And the third point, currently we don't support any acceleration API from the DirectWindow point of view. If you need direct acceleration, you have to go to standard API. That will change in the long-term future. For now it's like that. And you still have a little freedom in using the acceleration because as you saw in the previous slides, you can draw directly using the red and also go through the blue arrow to the application server. So you can use both protocol at the same time. But it's a tricky operation because of the fourth point. You will get some fairly interesting synchronization issues. So it concerned only some pretty advanced stuff, I would say, using both protocol at the same time.

Here is an example of what can happen to you if you try to do that and you're not careful. Here you have the client thread, doing both direct access through the red arrow, and the blue to the app server through the window. As a typical BDirectWindow application, it's looping and doing frame after frame of some animation of some thing, some rendering. So here I will represent one frame, and you have the time line and the app is looping on that time line again and again and again.

DATA LINES:
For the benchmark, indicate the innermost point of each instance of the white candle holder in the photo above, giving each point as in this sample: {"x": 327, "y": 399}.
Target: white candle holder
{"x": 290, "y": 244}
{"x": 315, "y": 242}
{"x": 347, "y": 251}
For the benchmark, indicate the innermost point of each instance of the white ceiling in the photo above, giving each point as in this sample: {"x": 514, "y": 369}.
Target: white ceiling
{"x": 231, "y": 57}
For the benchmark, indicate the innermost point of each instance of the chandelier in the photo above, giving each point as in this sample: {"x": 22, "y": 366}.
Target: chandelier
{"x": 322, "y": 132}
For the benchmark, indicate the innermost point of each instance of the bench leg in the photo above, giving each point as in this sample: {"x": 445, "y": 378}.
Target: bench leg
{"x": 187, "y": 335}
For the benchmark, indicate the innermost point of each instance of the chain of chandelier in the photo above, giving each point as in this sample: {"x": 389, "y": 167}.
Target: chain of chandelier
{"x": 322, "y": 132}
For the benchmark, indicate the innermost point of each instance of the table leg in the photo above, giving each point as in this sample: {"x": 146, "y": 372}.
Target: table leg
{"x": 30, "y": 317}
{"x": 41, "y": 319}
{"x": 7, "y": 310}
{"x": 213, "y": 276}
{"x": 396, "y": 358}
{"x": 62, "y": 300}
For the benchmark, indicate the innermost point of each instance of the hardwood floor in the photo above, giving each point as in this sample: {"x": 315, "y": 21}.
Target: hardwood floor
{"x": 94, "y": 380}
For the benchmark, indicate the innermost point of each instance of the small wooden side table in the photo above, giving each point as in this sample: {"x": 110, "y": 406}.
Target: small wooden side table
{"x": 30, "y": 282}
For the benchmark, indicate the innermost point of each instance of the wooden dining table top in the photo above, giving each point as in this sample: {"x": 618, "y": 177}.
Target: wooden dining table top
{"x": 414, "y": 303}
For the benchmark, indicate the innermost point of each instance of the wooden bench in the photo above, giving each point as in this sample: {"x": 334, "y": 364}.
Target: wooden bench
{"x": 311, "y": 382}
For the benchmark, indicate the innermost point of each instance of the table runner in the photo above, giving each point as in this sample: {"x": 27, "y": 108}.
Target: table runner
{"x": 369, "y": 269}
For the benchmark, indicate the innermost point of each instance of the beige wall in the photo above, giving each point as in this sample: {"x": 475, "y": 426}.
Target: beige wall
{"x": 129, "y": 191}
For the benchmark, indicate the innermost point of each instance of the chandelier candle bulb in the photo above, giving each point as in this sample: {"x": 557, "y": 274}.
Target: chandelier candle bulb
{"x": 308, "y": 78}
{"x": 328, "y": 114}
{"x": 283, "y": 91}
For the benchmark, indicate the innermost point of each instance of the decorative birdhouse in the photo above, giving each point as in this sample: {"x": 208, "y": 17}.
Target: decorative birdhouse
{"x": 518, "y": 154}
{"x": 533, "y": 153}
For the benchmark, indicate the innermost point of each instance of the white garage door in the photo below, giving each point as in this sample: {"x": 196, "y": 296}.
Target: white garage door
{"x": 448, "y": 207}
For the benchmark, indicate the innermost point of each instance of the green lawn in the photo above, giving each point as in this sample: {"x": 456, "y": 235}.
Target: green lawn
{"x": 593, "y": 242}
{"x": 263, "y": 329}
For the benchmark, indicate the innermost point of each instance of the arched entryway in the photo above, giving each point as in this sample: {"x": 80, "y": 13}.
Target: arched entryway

TASK REQUIREMENTS:
A) Does each statement agree with the DirectWindow talk above? Answer yes or no for each, and quote the words from the talk that decide it.
(i) DirectWindow currently supports acceleration APIs.
(ii) Using both protocols at the same time can lead to synchronization issues.
(iii) In the example, the client thread uses only the blue arrow.
B) Carry on the DirectWindow talk, picking up right after its final sentence.
The data were drawn from a separate source.

ANSWERS IN ORDER:
A)
(i) No: "currently we don't support any acceleration API from the DirectWindow point of view."
(ii) Yes: "You will get some fairly interesting synchronization issues."
(iii) No: "doing both direct access through the red arrow, and the blue to the app server through the window."

B)
During the red part, it's allowing itself to use direct frame buffer access. That means that during that period it cannot accept a change in the configuration of the frame buffer. So the DirectConnected code can be executed only during the yellow part and this is enforced by your own synchronization. You will block direct connected as long as you're not ready to change.

As you're drawing in your red part, you also do some blue requests as represented on this diagram. What can happen is as you're trying to do your blue requests, it goes through the window, to the server, and as the server also doing a lot of other things for a lot of people, like another window can be moving in front of you, and you don't even know. He's calling you back at the same time with DirectConnected and so he's waiting on your synchronization protocol.

So let me resume in a much clearer way. You're waiting for the app server and he's waiting for you. We call that a deadlock. It's very bad and you shouldn't do that. So it's very simple. The app server will wait for two seconds, three seconds after and say, "Okay, this guy is not going to answer to my DirectConnected request, so I suppose in that case I can't keep the graphic system blocked waiting for him so I have to kill him." So he's going to kill your team and unblock itself. That's the results. So if you want to avoid that that problem, there's an easy way out. Just be careful and never call a blue transaction during your red period. It seems very, very simple when you say it that way, but you will be amazed if you try to use that to see what a blue transaction can be.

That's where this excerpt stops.